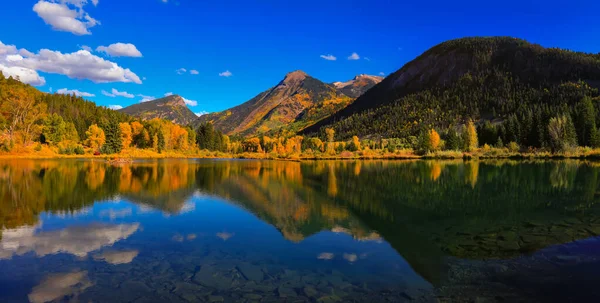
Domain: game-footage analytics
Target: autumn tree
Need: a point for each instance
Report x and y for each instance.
(429, 141)
(95, 137)
(562, 133)
(126, 135)
(23, 114)
(330, 138)
(54, 129)
(113, 143)
(315, 144)
(252, 145)
(469, 136)
(354, 144)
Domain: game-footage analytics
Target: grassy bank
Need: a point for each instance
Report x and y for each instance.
(482, 153)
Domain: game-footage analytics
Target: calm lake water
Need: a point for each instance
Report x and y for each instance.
(274, 231)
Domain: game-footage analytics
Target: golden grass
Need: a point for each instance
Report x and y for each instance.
(29, 152)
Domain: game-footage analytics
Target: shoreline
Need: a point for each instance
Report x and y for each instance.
(262, 156)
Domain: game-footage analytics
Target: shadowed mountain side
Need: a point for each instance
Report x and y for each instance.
(297, 101)
(477, 78)
(172, 108)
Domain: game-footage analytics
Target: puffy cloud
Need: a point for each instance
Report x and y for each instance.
(78, 65)
(117, 257)
(225, 235)
(329, 57)
(325, 256)
(190, 102)
(66, 15)
(120, 50)
(116, 214)
(354, 56)
(77, 240)
(226, 73)
(25, 75)
(115, 93)
(64, 91)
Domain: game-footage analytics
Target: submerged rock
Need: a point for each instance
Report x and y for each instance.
(251, 272)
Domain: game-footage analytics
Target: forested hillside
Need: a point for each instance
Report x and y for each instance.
(172, 108)
(296, 102)
(71, 125)
(512, 89)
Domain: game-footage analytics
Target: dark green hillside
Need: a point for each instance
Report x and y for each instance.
(499, 79)
(72, 109)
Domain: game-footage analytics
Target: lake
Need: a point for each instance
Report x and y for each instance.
(282, 231)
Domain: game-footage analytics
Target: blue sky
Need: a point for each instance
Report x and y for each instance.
(258, 42)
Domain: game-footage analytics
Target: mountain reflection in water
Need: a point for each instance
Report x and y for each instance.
(352, 230)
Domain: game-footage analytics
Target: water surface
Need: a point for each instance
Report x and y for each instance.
(271, 231)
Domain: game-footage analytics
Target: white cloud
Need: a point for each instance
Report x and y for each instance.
(120, 50)
(77, 240)
(115, 93)
(78, 65)
(117, 257)
(226, 73)
(66, 15)
(25, 75)
(329, 57)
(354, 56)
(64, 91)
(145, 98)
(190, 102)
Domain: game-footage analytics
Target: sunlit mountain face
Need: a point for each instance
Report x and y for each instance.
(351, 231)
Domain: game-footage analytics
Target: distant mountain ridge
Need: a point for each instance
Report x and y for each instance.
(297, 101)
(172, 108)
(357, 86)
(479, 78)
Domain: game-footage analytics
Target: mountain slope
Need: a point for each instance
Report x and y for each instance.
(478, 78)
(357, 86)
(172, 108)
(298, 100)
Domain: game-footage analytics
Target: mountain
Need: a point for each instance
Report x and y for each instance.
(357, 86)
(297, 101)
(516, 84)
(171, 108)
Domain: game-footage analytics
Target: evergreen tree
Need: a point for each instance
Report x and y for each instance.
(587, 133)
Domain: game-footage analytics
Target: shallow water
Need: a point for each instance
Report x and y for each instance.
(271, 231)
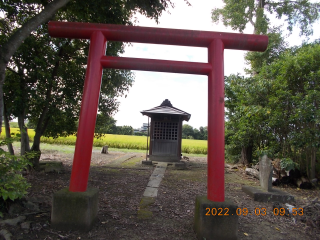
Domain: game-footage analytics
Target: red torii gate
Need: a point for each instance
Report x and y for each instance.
(98, 34)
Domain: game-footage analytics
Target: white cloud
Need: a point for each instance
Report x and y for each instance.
(186, 92)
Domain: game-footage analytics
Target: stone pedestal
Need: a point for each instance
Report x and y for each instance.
(74, 210)
(146, 162)
(215, 220)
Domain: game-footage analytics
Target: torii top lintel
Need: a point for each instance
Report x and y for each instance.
(216, 42)
(113, 32)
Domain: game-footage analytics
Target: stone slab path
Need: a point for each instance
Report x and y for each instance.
(155, 180)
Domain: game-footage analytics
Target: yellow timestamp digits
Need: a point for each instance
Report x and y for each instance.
(282, 211)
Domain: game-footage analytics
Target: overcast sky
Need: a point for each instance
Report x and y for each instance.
(185, 91)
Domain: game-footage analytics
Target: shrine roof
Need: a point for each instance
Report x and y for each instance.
(166, 108)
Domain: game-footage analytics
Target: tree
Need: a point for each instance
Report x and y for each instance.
(49, 73)
(104, 124)
(237, 14)
(22, 17)
(294, 103)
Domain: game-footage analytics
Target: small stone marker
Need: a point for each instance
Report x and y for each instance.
(265, 170)
(104, 149)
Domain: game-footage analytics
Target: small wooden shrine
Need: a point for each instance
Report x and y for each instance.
(166, 132)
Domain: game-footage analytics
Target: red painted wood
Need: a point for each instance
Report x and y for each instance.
(180, 37)
(88, 115)
(215, 188)
(156, 65)
(216, 42)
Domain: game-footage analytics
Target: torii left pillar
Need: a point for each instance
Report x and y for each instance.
(78, 202)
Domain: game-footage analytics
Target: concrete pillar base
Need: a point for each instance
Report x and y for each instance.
(146, 162)
(215, 220)
(74, 210)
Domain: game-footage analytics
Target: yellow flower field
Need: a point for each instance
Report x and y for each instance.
(119, 141)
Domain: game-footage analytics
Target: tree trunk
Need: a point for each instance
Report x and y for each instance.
(313, 163)
(25, 146)
(7, 127)
(15, 40)
(246, 154)
(36, 149)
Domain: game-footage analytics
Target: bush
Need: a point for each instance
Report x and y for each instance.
(12, 184)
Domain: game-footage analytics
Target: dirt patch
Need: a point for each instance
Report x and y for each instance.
(122, 179)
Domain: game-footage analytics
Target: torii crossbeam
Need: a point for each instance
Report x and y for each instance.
(99, 34)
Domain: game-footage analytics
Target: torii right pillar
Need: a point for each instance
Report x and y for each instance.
(215, 216)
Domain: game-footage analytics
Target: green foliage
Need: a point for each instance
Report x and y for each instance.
(238, 13)
(14, 125)
(287, 164)
(12, 184)
(188, 132)
(277, 110)
(104, 124)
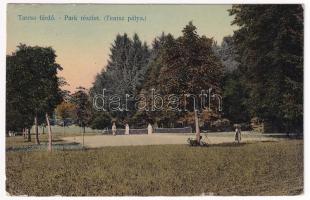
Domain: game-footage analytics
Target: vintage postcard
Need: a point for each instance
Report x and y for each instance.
(154, 99)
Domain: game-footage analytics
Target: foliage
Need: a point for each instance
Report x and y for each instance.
(33, 87)
(82, 106)
(269, 43)
(66, 110)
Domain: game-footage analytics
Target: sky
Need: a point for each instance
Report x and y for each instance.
(83, 46)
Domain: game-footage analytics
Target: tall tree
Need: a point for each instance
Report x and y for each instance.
(124, 73)
(38, 86)
(270, 47)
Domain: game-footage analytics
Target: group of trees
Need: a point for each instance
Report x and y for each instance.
(183, 65)
(33, 88)
(268, 82)
(258, 71)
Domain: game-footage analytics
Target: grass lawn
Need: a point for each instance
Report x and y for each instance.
(262, 168)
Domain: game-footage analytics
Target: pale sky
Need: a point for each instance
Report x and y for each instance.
(83, 47)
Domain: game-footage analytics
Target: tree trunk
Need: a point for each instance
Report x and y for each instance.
(49, 133)
(197, 127)
(36, 129)
(29, 135)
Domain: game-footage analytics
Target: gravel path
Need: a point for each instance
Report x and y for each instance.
(161, 138)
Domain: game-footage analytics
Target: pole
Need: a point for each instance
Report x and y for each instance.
(197, 127)
(49, 133)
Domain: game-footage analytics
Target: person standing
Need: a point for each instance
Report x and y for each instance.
(114, 129)
(238, 134)
(149, 129)
(127, 129)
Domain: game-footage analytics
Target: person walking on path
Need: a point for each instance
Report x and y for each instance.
(238, 134)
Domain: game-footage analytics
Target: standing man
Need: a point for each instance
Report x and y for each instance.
(114, 129)
(238, 134)
(127, 129)
(149, 129)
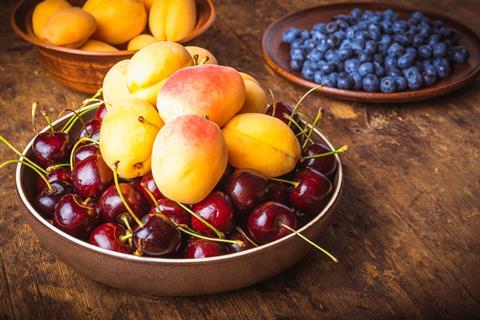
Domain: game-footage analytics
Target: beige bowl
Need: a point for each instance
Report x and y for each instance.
(174, 277)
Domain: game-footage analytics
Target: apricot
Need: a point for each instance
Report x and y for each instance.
(202, 54)
(150, 67)
(127, 135)
(260, 142)
(172, 20)
(255, 97)
(43, 11)
(118, 20)
(115, 84)
(140, 42)
(189, 158)
(207, 90)
(70, 27)
(98, 46)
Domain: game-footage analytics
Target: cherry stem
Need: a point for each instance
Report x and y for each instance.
(331, 256)
(22, 157)
(44, 178)
(293, 183)
(339, 150)
(119, 191)
(245, 236)
(75, 146)
(301, 99)
(217, 232)
(314, 124)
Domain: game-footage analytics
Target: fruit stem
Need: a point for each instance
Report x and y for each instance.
(245, 236)
(6, 163)
(301, 99)
(9, 145)
(339, 150)
(315, 121)
(310, 242)
(75, 146)
(119, 191)
(293, 183)
(217, 232)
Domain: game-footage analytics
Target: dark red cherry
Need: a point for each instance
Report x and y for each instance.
(312, 189)
(110, 204)
(158, 236)
(148, 183)
(91, 176)
(91, 130)
(265, 222)
(50, 148)
(278, 192)
(325, 165)
(75, 217)
(101, 112)
(172, 210)
(107, 236)
(46, 200)
(216, 209)
(85, 151)
(199, 248)
(246, 188)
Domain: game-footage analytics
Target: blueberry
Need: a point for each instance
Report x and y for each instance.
(387, 85)
(370, 83)
(460, 54)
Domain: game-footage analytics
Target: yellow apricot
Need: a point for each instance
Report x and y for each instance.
(127, 135)
(97, 46)
(118, 20)
(172, 20)
(70, 27)
(260, 142)
(255, 97)
(150, 67)
(189, 158)
(43, 11)
(140, 42)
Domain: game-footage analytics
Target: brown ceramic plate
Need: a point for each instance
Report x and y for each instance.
(84, 70)
(174, 277)
(277, 54)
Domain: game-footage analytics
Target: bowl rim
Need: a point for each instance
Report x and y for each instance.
(120, 53)
(338, 185)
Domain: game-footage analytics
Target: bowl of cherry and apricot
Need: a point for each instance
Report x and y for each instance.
(127, 234)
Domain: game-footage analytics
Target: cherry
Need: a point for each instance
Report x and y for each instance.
(246, 189)
(50, 148)
(216, 209)
(108, 236)
(110, 204)
(91, 176)
(91, 130)
(75, 217)
(172, 210)
(313, 187)
(325, 165)
(47, 199)
(156, 236)
(200, 248)
(266, 221)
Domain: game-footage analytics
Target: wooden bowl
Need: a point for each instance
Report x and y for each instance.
(84, 70)
(174, 277)
(277, 54)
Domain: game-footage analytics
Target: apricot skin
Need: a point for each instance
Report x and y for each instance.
(261, 142)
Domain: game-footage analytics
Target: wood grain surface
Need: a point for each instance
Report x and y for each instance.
(407, 228)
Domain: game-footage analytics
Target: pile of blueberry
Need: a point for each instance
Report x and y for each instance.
(375, 51)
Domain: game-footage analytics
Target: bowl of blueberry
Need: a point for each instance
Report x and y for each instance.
(125, 233)
(373, 52)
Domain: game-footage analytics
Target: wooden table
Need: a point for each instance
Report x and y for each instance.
(406, 231)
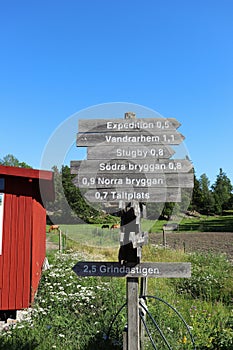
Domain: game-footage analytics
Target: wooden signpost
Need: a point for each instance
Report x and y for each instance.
(129, 164)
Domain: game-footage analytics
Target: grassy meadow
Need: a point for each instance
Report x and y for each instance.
(75, 313)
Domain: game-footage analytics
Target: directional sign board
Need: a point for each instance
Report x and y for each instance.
(115, 269)
(130, 159)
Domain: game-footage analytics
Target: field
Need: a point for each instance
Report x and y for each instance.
(76, 313)
(214, 242)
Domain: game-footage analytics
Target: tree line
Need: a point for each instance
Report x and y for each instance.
(70, 207)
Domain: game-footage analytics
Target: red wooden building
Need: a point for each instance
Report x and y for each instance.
(22, 233)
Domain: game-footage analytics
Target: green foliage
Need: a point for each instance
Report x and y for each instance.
(10, 160)
(69, 312)
(75, 313)
(222, 192)
(211, 280)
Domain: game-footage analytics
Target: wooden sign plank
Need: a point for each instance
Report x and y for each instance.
(131, 166)
(152, 195)
(114, 269)
(129, 152)
(119, 125)
(171, 137)
(182, 180)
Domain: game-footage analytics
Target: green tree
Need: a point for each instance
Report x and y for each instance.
(207, 198)
(222, 190)
(10, 160)
(196, 202)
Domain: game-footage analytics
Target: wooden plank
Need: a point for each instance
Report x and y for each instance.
(119, 125)
(14, 252)
(181, 180)
(130, 138)
(148, 269)
(27, 252)
(129, 152)
(131, 166)
(6, 253)
(20, 258)
(152, 195)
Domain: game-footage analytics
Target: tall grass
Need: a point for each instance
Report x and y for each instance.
(75, 313)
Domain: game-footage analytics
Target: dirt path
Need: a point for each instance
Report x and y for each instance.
(216, 242)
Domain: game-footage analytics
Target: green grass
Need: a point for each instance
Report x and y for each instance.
(202, 224)
(75, 313)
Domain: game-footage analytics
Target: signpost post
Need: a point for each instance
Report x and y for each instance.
(128, 164)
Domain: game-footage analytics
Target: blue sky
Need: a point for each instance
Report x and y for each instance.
(173, 56)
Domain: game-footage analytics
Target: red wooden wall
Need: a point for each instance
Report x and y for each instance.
(23, 242)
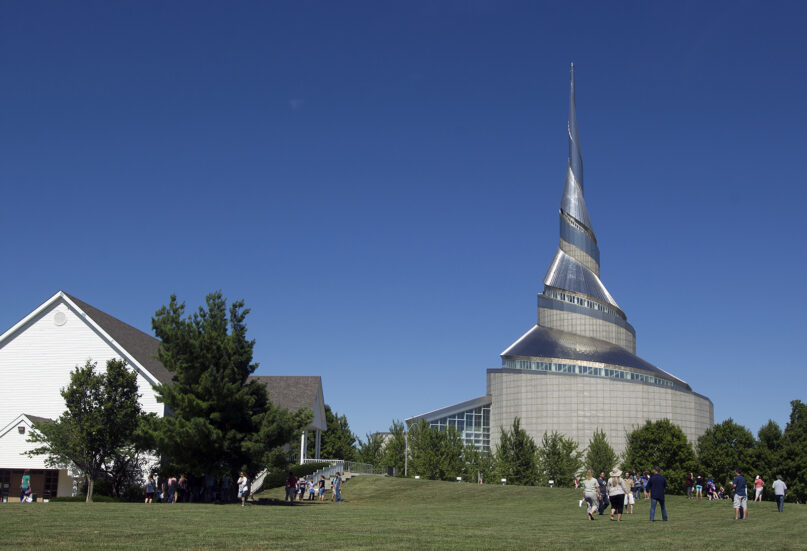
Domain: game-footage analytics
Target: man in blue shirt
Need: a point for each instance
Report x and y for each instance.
(657, 484)
(740, 495)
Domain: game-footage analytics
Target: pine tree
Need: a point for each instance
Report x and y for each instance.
(371, 450)
(101, 420)
(218, 421)
(338, 442)
(794, 452)
(559, 459)
(395, 448)
(517, 456)
(600, 456)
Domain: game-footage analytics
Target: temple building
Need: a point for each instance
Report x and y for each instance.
(563, 373)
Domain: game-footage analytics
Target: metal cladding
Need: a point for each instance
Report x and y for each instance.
(567, 270)
(578, 319)
(568, 274)
(551, 343)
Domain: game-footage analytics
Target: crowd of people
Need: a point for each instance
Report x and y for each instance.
(298, 488)
(208, 489)
(620, 493)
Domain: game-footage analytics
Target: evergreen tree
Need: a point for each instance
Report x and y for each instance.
(371, 451)
(600, 456)
(338, 442)
(724, 447)
(479, 464)
(395, 448)
(435, 454)
(559, 459)
(664, 444)
(794, 453)
(219, 422)
(517, 456)
(101, 420)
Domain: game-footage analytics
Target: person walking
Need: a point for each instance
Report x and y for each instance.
(25, 485)
(591, 493)
(758, 485)
(337, 487)
(779, 489)
(291, 486)
(151, 487)
(657, 485)
(616, 493)
(172, 489)
(740, 495)
(243, 488)
(182, 488)
(604, 502)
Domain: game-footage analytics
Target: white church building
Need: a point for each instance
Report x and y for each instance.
(36, 357)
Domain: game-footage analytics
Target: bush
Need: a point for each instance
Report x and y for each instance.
(277, 478)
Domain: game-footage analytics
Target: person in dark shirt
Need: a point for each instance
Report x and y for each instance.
(656, 485)
(740, 495)
(291, 486)
(604, 501)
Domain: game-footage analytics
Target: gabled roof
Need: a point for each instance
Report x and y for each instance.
(135, 346)
(23, 417)
(142, 346)
(290, 392)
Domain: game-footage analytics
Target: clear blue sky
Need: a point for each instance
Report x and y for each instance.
(380, 181)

──────

#### Work to be completed:
The records are given above. Copy each line in them that holds "small".

#### The completed task:
Target: small stone marker
Target: small wooden shrine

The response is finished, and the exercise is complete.